__To do__
Copy the items from the line containing "Practice. Identify the snow on" through the end of the items, including the request lines and their sample points. Add 35 to every coordinate in the answer points only.

-- START OF Provided entries --

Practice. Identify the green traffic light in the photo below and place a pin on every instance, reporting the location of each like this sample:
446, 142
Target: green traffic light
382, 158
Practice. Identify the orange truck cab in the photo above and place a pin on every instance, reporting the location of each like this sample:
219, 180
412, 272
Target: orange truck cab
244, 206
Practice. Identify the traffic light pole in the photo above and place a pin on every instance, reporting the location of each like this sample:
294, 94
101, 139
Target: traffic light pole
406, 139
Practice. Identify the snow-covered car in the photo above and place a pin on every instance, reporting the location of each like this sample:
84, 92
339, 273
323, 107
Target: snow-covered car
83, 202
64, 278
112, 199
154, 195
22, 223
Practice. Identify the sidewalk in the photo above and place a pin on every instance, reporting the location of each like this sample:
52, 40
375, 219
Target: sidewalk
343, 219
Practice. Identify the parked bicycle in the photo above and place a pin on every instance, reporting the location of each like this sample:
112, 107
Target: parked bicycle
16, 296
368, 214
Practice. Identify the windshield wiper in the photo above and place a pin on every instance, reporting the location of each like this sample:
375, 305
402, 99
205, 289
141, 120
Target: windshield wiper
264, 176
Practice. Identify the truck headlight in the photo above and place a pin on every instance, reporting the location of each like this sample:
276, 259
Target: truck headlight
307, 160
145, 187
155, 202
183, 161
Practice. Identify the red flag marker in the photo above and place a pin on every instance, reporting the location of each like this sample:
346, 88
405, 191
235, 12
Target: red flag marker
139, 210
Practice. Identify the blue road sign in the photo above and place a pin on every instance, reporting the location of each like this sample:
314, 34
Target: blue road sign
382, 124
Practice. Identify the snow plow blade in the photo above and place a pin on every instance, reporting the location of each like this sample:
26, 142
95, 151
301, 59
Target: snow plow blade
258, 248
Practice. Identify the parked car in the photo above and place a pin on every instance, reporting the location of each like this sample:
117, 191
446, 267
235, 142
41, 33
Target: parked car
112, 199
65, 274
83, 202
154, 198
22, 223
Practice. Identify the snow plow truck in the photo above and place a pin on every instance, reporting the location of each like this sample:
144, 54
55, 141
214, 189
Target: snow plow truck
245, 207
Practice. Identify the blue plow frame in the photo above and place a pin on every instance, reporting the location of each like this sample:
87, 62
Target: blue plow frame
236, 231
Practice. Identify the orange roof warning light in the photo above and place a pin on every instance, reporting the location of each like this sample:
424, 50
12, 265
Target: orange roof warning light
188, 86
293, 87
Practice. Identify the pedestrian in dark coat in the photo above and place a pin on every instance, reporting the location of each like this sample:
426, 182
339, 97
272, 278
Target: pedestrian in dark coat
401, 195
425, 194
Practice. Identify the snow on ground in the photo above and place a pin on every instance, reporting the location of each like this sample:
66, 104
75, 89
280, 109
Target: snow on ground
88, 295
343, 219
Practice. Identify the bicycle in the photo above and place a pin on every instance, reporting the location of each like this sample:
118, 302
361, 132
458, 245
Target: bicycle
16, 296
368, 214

-- END OF Provided entries --

__Solution to this task__
Practice. Identify the snow on ground in the photo above and place a pin on every instance, reporting the location of each like this sample:
66, 104
75, 89
280, 109
Target: snow on ground
123, 330
378, 254
Practice. Identify the bicycle in the photo above and place a pin on every instance, reporting the location of each like this sample:
118, 302
361, 132
458, 245
Target: bicycle
51, 331
403, 249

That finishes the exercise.